Zu erledigende Aufgaben =>
a: Zähle auf, über welche Wege oder an welchen Orten laut dem Beitrag von ZAM im Forumsthread einige Nutzer Support oder Antworten erwarten.
b: Schreibe den Abschnitt des Forumsthreads zwischen „## ZAM (25.“ und „Mitgliedern zur Verfügung.“, beide Stellen eingeschlossen, buchstabengetreu ab.

Text =>
━━━━━━━━━━━━━━━━━━━━━━━━━━━━━━

Wäre echt super wenn ihr mal wieder was von Vanguard zeigen würdet.Es hat sich ja mittlerweile einiges dort getan.


----------



## Gorguz (25. Januar 2008)

Ahhh gut , wünschen . 

Zam anscheinend bisst du hir ein bisschen gesprächiger als bei den Komments .

Mal ne kleine frage am rande . Bremst ihr die Streams eig mit absicht aus , um leute zum

Premium acc zu zwingen ? ich hab dsl 6000 . ist nicht soo lahm . Aber 45 mins fürs streaming ist bisschen

heftig oder ?


----------



## ZAM (25. Januar 2008)

Gorguz schrieb:


> Ahhh gut , wünschen .
> Zam anscheinend bisst du hir ein bisschen gesprächiger als bei den Komments .



Man muss sich schon einen Ort aussuchen, an dem man etwas schreibt, sonst ist das eine 24/7 beschäftigung. Einige user wollen neben den normalen Support-Anfragen im Forum und per Email auch gleich noch persönliche Beratung per PN, das man in ihren Blogs antwortet oder auf Gästebucheinträge. Irgendwo müssen wir da auch mal einen Strich ziehen und die Support-Quellen auf Forum und Email beschränken - Heißt aber nicht, das wir in den Kommantaren überhaupt nichts schreiben. 


			Dieser Inhalt steht nur eingeloggten Mitgliedern zur Verfügung.

━━━━━━━━━━━━━━━━━━━━━━━━━━━━━━

Datenzeilen
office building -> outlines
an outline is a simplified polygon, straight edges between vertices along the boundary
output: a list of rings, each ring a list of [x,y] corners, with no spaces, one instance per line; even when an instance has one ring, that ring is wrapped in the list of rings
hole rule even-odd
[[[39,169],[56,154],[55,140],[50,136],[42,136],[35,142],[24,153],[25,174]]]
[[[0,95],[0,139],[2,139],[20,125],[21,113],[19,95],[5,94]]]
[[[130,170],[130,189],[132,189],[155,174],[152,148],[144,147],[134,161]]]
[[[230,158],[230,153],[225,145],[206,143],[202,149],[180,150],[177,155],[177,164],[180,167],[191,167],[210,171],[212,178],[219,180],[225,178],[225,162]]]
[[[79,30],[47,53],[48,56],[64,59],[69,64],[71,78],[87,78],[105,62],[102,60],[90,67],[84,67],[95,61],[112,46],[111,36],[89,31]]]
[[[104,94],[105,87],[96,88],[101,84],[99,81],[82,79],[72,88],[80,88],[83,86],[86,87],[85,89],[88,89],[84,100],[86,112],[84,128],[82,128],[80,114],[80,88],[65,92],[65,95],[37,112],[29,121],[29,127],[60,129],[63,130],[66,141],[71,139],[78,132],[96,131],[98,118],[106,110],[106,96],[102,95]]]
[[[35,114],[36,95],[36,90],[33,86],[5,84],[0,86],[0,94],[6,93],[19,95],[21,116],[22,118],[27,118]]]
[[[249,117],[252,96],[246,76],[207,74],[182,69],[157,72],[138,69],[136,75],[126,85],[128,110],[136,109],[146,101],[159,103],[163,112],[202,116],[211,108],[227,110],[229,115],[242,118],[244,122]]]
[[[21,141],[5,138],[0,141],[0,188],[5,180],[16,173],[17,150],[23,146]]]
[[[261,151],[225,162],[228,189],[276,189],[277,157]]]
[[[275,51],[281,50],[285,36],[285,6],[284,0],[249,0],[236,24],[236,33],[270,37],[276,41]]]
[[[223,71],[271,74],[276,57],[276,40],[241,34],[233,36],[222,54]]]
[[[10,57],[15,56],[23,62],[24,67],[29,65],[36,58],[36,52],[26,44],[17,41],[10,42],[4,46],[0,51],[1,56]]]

━━━━━━━━━━━━━━━━━━━━━━━━━━━━━━

Gegebene Antworten =>
a: Forum, Email, PN, Blogs, Gästebucheinträge

b:
## ZAM (25. Januar 2008)

Gorguz schrieb:


> Ahhh gut , wünschen .
> Zam anscheinend bisst du hir ein bisschen gesprächiger als bei den Komments .



Man muss sich schon einen Ort aussuchen, an dem man etwas schreibt, sonst ist das eine 24/7 beschäftigung. Einige user wollen neben den normalen Support-Anfragen im Forum und per Email auch gleich noch persönliche Beratung per PN, das man in ihren Blogs antwortet oder auf Gästebucheinträge. Irgendwo müssen wir da auch mal einen Strich ziehen und die Support-Quellen auf Forum und Email beschränken - Heißt aber nicht, das wir in den Kommantaren überhaupt nichts schreiben. 


			Dieser Inhalt steht nur eingeloggten Mitgliedern zur Verfügung.